# TASK SET
• 1. In the EDS discussion, why did the writer object when Grace was said to have full range of motion?
• 2. Return everything in the EDS discussion from "Yes. I was the" down to "just never will.".
• 3. Resume the EDS discussion from where it stops.

# DOCUMENT EXCERPT
Yes. I was the same way. Had no idea normal people were so stiff.

That is why is it so important to learn and teach how to self-advocate. I was advocating for Grace automatically. They would say something stupid like "She has full range of motion" and I would say "How do you know? You don't know what her ROM is normally." The little fat guy got it instantly, but the older woman just looked annoyed.

That is the other thing: Some do get it when you explain, and some just never will.



Yes, that's it, they are stiff. If I had had a normal child, instead of the flopsy one I've got, I'd have been concerned and gone to the doctor to find out what was wrong!


Normalcy is weird and extremely subjective.. i always thought me and mom were just, clutzy. we'd both injure ourselves. and mom would have weird complications from her surgeries and we both didnt heal on the timelines the doctors thought we should..

then i found out about EDS and we got diagnosed..
and everything makes since now!

# GIVEN DATA

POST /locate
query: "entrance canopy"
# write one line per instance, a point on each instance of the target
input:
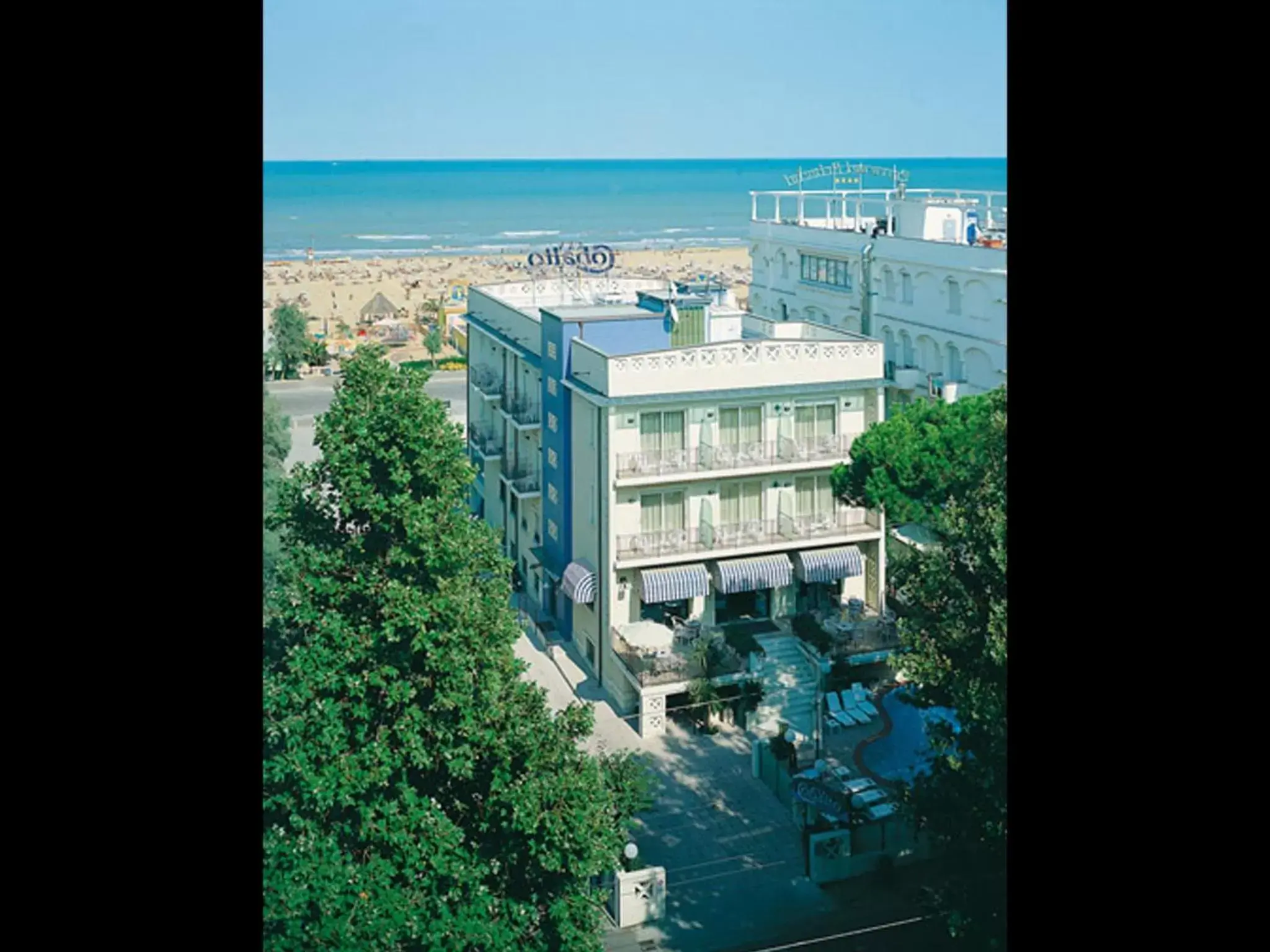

# LIST OF ANSWERS
• 1. The writer objected because the people making the claim had no way of knowing what Grace's range of motion normally is.

• 2.
Yes. I was the same way. Had no idea normal people were so stiff.

That is why is it so important to learn and teach how to self-advocate. I was advocating for Grace automatically. They would say something stupid like "She has full range of motion" and I would say "How do you know? You don't know what her ROM is normally." The little fat guy got it instantly, but the older woman just looked annoyed.

That is the other thing: Some do get it when you explain, and some just never will.

• 3.
i didnt know when i was walking, that getting random sharp pains (likely subluxations of my feet bones) in my feet wernt normal. I told mom, and she got them too so i figured it was normal .. same w/ knee issues and random "twists" and sprains etc.. my hip problems, flexibility still only now discovering all sorts of things that most people don't experience.. that i dont think twice about cuz its been normal for me my whole life.
its still facinating in some ways.

hard to convince others (medical professionals...) sometimes though...i wanna spread the news about it moreso at my job and as i get thru nursing school and once im a nurse...increase awareness and knowledge.


This thread is a litle old, and I'm not familiar with htis board-- but I'll give it a try. My son, 19ys, has Asperger's and is doing quite well now that he's in college, so it's time, I guess for my 16yr old daughter to have problems-- and the doctor suspects ADS-- she had problems with her elbows popping out when she was little, now it's her hips and knees and yesterday her finger, for no reason-- We rushed her to the doctor just so he could see it looking all crooked and believe her-- and mentioned that she, her dad and her brother all have horrible stretch marks on their torsos. But none of them are particularly flexible (Though my son has always had trouble not falling over, or out of chairs, if he forgets to focus on his body-- we thought that was all sensory integration/aspie stuff--)
So are these two "Syndromes" at all related? I am feeling uncomfortable with two syndromes in the family.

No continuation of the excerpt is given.